### MATERIAL FOR THIS TASK:
-- START --

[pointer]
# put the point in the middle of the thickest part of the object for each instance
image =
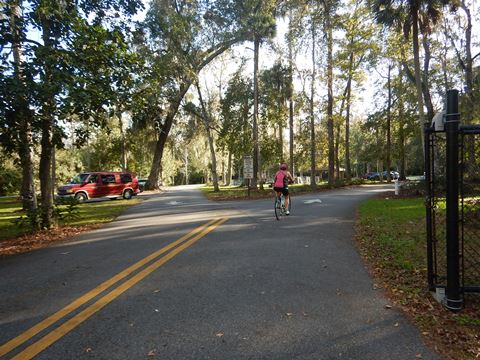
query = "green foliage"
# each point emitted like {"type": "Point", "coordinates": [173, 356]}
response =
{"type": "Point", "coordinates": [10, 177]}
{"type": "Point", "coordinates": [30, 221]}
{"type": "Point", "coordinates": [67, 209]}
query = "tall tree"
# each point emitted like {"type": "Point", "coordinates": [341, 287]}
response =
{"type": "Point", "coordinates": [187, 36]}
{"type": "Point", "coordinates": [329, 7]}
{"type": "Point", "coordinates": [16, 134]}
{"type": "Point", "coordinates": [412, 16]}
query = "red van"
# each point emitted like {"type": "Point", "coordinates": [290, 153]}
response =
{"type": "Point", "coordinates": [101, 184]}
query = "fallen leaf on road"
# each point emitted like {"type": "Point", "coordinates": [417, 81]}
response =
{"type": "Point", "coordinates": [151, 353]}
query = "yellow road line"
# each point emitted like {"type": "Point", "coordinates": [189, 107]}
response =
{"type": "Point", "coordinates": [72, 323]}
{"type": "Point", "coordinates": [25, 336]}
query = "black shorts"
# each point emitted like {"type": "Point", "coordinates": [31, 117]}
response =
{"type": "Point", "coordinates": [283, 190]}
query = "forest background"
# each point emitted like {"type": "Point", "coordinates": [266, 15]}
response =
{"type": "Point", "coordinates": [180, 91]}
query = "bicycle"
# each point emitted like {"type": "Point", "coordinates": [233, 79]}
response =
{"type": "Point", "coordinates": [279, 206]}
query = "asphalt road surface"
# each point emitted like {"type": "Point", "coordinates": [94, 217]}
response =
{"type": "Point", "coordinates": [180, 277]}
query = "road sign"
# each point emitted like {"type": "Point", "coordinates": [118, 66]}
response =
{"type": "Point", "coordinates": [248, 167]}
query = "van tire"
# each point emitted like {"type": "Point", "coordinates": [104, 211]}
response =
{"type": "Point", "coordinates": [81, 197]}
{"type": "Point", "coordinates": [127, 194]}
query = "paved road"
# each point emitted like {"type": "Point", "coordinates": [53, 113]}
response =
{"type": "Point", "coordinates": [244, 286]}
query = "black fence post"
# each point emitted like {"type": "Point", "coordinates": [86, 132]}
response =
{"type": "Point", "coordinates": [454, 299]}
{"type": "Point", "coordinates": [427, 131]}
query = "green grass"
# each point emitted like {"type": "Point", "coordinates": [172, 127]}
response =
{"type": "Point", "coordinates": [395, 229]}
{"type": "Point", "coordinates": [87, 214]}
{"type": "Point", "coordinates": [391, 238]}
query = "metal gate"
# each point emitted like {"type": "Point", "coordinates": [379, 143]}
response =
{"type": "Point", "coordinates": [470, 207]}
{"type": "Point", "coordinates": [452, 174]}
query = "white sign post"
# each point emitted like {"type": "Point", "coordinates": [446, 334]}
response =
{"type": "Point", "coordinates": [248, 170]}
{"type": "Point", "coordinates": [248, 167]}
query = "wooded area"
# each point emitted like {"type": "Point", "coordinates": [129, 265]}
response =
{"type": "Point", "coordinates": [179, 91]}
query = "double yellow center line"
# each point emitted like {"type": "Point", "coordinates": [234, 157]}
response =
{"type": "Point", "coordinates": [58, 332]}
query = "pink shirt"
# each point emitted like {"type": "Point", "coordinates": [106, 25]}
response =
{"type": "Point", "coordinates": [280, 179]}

-- END --
-- START --

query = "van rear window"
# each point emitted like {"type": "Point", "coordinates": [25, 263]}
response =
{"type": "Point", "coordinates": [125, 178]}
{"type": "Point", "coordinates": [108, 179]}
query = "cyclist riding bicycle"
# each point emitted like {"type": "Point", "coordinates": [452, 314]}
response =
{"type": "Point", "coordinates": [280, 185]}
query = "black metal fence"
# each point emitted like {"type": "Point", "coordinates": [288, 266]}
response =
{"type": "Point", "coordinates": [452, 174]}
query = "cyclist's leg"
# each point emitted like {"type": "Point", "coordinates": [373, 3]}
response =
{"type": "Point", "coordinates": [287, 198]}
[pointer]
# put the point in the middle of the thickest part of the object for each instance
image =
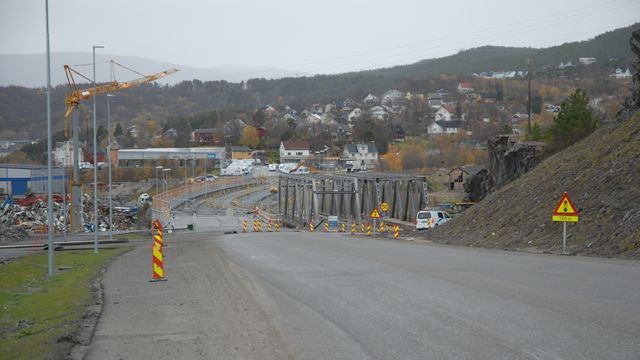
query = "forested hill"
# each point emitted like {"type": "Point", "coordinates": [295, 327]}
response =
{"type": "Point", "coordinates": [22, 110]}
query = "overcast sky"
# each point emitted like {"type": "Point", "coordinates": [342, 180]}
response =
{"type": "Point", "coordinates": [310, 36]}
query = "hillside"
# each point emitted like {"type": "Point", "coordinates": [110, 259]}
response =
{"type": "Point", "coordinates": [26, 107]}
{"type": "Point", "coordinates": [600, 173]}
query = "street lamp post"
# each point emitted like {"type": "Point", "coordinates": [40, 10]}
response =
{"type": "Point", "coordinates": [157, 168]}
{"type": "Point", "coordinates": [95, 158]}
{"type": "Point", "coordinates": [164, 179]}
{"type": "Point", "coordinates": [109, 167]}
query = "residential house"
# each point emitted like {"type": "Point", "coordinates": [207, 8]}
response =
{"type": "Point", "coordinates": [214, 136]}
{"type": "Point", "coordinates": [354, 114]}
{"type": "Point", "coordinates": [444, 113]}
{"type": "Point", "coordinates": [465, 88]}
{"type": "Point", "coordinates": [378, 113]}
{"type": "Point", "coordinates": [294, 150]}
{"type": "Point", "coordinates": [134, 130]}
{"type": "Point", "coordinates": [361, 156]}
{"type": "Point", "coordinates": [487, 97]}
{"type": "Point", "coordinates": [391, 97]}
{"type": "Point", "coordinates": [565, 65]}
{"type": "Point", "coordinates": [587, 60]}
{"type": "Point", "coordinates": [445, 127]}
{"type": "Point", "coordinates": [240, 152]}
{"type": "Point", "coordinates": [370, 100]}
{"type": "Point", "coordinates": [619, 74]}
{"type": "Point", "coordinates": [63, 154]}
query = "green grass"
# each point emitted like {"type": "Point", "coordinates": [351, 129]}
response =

-- END --
-- START --

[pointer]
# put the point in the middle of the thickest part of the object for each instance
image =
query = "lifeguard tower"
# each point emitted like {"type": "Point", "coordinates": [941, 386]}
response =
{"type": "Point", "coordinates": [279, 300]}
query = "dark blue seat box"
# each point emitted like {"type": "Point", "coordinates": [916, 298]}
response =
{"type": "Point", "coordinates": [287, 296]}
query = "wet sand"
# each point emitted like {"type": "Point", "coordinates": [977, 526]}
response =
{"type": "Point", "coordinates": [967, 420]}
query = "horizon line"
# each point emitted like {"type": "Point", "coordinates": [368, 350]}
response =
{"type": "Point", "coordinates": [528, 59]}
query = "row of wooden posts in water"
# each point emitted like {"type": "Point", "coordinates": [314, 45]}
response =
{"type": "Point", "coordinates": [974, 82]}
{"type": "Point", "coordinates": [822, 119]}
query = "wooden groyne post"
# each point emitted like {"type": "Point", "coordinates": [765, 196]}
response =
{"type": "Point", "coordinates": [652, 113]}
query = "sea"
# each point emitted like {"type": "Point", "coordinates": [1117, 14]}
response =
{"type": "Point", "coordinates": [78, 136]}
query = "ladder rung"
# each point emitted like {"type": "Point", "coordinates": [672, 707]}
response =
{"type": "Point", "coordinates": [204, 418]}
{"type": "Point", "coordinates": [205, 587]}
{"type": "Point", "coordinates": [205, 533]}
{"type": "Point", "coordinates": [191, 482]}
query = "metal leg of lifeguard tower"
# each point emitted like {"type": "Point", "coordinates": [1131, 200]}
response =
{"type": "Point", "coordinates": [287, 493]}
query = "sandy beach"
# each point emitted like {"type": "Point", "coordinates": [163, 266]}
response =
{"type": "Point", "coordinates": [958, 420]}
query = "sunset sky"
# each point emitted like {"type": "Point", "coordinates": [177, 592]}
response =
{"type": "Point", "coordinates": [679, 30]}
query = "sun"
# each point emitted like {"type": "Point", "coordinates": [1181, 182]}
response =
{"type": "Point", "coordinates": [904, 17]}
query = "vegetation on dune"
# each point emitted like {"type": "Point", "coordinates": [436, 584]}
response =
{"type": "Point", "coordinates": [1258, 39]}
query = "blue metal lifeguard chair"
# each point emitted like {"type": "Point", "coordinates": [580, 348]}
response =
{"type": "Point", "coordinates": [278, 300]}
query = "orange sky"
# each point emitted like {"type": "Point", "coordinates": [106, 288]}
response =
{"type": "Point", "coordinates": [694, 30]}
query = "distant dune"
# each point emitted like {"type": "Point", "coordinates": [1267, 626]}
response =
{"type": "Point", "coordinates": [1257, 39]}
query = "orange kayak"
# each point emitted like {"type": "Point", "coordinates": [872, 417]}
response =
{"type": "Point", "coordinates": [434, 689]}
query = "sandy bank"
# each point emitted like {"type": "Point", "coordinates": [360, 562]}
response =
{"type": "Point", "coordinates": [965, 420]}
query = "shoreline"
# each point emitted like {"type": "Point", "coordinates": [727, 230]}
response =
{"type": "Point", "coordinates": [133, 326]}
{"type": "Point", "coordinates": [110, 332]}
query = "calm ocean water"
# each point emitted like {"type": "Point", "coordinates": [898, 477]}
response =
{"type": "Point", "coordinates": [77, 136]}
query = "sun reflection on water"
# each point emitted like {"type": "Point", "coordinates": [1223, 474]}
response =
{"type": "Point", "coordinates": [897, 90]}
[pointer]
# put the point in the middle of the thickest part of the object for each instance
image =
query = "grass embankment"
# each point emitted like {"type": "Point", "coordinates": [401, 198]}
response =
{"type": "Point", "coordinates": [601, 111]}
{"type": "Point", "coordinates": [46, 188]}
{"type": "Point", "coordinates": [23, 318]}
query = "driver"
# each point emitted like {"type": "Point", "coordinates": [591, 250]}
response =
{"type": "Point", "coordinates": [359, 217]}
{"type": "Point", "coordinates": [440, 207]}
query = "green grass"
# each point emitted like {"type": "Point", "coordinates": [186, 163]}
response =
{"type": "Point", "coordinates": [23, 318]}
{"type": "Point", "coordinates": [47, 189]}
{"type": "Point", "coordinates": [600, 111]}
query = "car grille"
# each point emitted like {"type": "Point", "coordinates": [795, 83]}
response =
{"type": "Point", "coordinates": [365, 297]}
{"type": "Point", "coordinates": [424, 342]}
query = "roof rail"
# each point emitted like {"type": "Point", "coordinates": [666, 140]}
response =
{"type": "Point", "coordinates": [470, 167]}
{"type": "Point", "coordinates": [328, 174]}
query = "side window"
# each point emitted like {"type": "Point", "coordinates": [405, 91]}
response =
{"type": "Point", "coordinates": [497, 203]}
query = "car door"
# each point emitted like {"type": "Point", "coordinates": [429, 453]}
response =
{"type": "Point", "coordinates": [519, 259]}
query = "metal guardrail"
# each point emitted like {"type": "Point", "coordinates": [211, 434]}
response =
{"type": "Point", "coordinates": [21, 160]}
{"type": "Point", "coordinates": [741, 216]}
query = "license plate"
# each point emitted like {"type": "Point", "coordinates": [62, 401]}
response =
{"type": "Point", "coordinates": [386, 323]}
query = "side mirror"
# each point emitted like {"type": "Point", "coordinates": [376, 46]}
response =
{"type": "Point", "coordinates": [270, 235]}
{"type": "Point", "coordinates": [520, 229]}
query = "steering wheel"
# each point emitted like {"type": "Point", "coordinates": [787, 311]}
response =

-- END --

### BRIEF:
Please pull out every line from the items above that contains the word "wooden".

### SOLUTION TO THE PROBLEM:
query = "row of wooden posts in water"
query = "wooden groyne post"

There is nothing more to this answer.